WHAT IS EXPECTED
Render every item below as a numbered list, one line per entry with blank lines skipped, and leave the pictures out.

LISTING
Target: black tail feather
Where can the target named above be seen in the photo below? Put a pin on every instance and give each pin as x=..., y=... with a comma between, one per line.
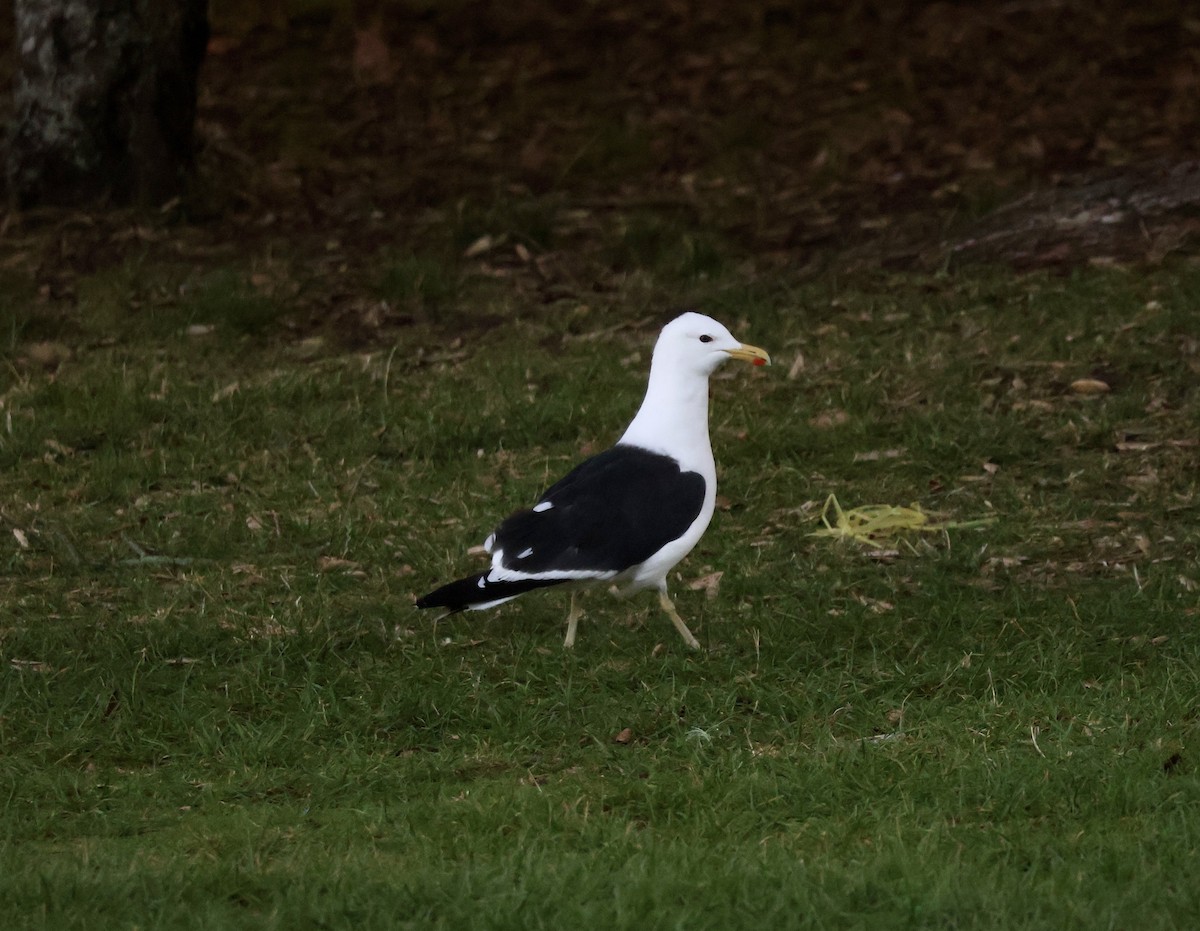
x=466, y=593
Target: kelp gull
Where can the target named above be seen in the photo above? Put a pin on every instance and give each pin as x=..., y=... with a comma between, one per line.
x=625, y=516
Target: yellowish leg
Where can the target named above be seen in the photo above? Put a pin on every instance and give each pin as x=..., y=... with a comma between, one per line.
x=669, y=607
x=573, y=623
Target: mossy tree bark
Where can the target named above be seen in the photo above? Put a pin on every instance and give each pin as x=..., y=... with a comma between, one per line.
x=105, y=100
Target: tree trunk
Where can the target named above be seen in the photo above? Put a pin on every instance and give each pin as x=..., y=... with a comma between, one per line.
x=105, y=100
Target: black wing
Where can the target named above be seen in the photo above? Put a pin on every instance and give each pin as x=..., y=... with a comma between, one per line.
x=612, y=511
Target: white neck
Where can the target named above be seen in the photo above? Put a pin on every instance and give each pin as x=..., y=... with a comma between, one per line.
x=673, y=418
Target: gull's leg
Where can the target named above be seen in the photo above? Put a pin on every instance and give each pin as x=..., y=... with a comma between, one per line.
x=573, y=623
x=669, y=607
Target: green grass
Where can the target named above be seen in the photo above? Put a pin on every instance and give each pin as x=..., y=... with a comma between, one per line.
x=219, y=708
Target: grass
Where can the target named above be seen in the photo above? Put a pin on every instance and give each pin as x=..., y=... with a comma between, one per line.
x=219, y=709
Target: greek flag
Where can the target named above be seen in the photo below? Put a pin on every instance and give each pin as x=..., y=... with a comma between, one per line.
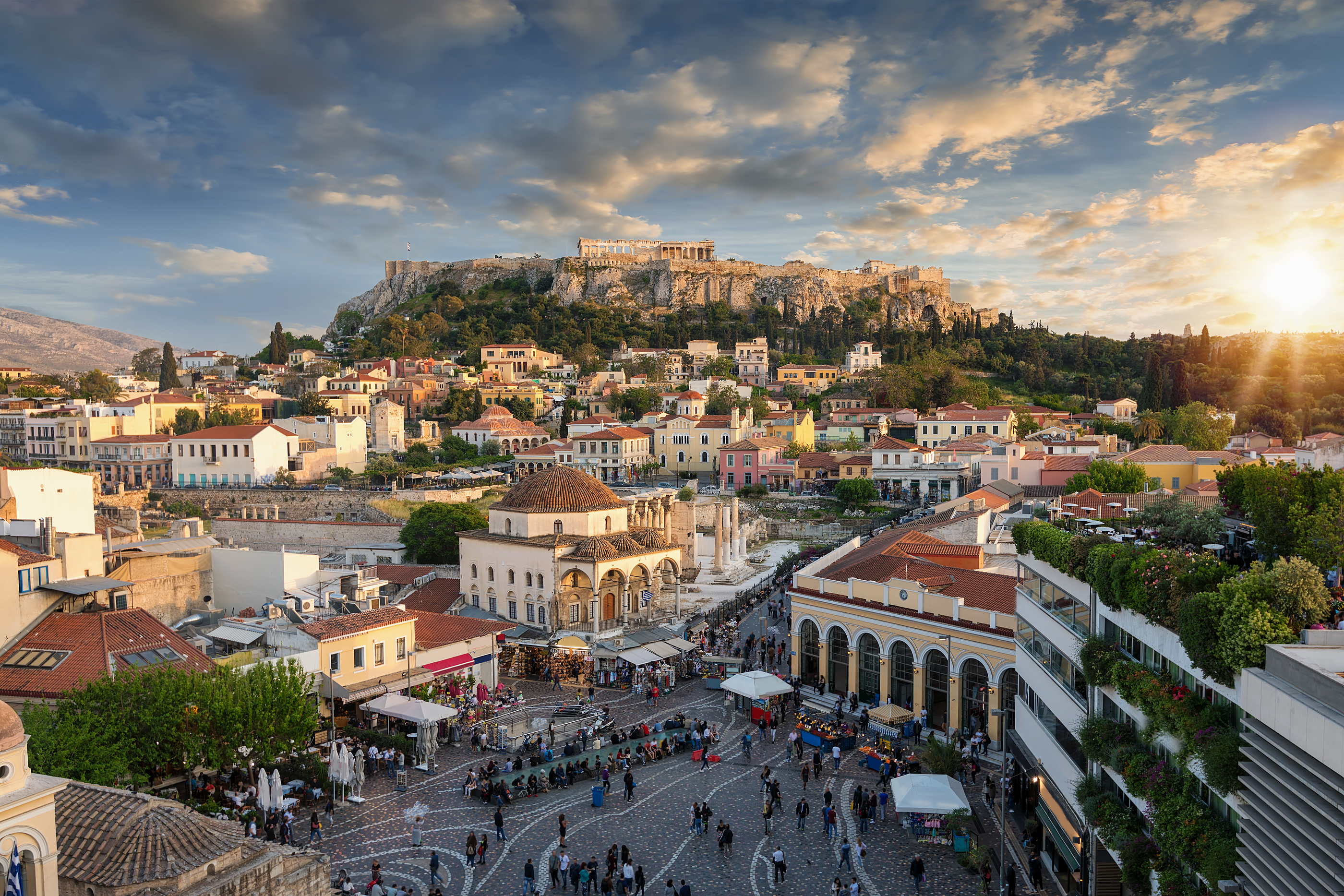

RESULT OF THIS EXERCISE
1. Target: black tail feather
2. Where can the target named above be seen in the photo below? Put a pin on every instance and give each pin as x=..., y=... with a comma between, one per line.
3. x=466, y=593
4. Target: kelp gull
5. Where can the target named above be seen in the photo above? Put a pin on every instance and give each pin as x=..., y=... with a comma between, one per line.
6. x=625, y=516
7. Target: yellowish leg
8. Where can the target named above be seen in the photo above? Put a pin on every instance and give each pin as x=..., y=... with a comma between, one per line.
9. x=669, y=607
10. x=573, y=623
11. Target: mossy tree bark
12. Where can the target named above be seen in the photo above? Put a pin on every instance and give each pin as x=..., y=... with a comma between, one per line.
13. x=105, y=100
14. Target: tree trunk
15. Where can the target named above be seen in the photo above? Put a pin on every instance and give each pin as x=..., y=... with a comma between, one per line.
16. x=105, y=100
17. Target: black wing
18. Where can the target named above be seen in the photo above? Put a pin on every instance and give each pin as x=..., y=... with a comma between, one per line.
19. x=612, y=511
20. Target: white neck
21. Where can the target named above be seen in the photo above? Put a pin on every instance and give each pin as x=..., y=... with a comma between, one per line.
22. x=673, y=418
23. Target: gull's leg
24. Where can the target named above be seen in the photo above? Put a pin on every instance and give each pin as x=..., y=... with a comma between, one per line.
25. x=573, y=623
26. x=669, y=607
27. Target: green grass
28. Where can the target named above be seen in the photo above? Put a pin on every instance and give each pin as x=..., y=... with a comma between, one per line.
29. x=219, y=708
30. Target: grass
31. Where can the target named above be seen in the photo above? Put a pin on every instance and give each pin as x=..., y=... with a comma between, one per line.
32. x=219, y=709
33. Target: greek flag
34. Where can the target named above be seen in the photo below? Put a pin on every instance and give each pin as x=..., y=... with a comma between, one per line.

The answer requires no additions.